Return the data below exactly, stopping after the line with "bbox: man's hand".

Segment Start: Working data

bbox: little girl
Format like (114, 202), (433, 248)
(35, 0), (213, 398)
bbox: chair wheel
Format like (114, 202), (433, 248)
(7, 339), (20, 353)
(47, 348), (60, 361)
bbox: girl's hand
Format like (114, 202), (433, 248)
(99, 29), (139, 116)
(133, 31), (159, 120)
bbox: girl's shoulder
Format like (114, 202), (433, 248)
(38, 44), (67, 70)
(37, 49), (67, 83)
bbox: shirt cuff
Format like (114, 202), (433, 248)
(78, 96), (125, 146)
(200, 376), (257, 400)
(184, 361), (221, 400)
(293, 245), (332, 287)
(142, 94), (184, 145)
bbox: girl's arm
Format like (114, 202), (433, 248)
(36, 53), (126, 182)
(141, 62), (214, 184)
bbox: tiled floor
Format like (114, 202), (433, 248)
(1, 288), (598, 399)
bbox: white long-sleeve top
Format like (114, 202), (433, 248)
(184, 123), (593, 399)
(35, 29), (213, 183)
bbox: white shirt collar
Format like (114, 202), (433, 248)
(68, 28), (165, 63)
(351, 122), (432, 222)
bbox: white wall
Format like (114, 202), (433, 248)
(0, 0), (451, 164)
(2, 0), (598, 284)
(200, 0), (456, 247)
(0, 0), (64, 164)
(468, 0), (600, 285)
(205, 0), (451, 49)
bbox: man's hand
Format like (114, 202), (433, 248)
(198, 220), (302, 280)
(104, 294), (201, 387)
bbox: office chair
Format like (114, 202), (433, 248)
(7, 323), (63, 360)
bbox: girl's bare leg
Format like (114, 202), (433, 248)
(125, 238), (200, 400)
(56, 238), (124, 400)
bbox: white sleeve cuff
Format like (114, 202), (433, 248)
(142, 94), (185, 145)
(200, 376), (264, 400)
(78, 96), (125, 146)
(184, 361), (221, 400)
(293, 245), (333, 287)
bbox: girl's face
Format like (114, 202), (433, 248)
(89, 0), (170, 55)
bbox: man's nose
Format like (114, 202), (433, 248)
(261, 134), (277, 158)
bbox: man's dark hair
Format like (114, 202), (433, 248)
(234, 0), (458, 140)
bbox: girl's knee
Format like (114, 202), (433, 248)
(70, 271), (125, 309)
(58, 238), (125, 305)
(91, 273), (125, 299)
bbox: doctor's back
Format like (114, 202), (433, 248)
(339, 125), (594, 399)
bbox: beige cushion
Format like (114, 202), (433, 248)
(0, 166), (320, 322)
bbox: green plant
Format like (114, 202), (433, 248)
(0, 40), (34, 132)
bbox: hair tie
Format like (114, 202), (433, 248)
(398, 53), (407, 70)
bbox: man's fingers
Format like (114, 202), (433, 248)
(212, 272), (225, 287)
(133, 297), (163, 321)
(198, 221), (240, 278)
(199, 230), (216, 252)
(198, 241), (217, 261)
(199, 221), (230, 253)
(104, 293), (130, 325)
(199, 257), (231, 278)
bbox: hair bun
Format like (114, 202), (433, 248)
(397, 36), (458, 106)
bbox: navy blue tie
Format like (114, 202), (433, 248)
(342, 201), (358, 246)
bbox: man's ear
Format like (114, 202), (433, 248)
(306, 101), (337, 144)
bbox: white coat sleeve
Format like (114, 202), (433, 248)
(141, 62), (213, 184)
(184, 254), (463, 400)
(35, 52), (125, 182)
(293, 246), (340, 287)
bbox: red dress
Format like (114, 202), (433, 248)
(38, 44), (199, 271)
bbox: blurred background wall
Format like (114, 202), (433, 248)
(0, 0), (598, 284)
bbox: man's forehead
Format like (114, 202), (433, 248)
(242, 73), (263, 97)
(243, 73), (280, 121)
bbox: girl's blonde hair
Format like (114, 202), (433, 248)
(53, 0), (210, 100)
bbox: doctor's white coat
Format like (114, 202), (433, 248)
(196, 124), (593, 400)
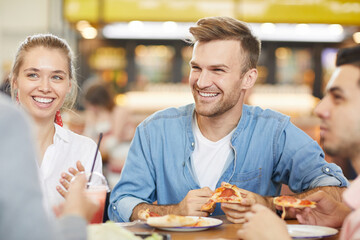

Segment End: Working data

• **Answer area**
bbox: little girl
Format like (114, 202), (433, 248)
(35, 0), (213, 398)
bbox: chair wheel
Format like (114, 202), (433, 248)
(7, 339), (20, 353)
(47, 348), (60, 361)
bbox: girl's hand
Format like (114, 202), (433, 248)
(99, 29), (139, 116)
(133, 31), (159, 120)
bbox: girl's shoulder
Format like (114, 202), (433, 248)
(38, 44), (67, 70)
(37, 49), (67, 83)
bbox: shirt cuff
Format like (114, 202), (433, 248)
(78, 96), (125, 146)
(200, 376), (257, 400)
(184, 361), (221, 400)
(293, 245), (332, 287)
(142, 94), (184, 145)
bbox: girl's arm
Format like (114, 202), (433, 248)
(36, 53), (126, 182)
(141, 62), (214, 184)
bbox: tiled floor
Format like (114, 202), (433, 248)
(1, 288), (598, 399)
bbox: white long-sleeve top
Format like (114, 202), (433, 248)
(184, 123), (593, 399)
(35, 29), (213, 183)
bbox: white shirt collar
Format like (114, 202), (433, 248)
(68, 28), (165, 63)
(351, 122), (432, 222)
bbox: white wall
Format like (114, 202), (433, 248)
(0, 0), (451, 164)
(2, 0), (598, 284)
(200, 0), (456, 247)
(0, 0), (64, 164)
(468, 0), (600, 285)
(205, 0), (451, 49)
bbox: man's hand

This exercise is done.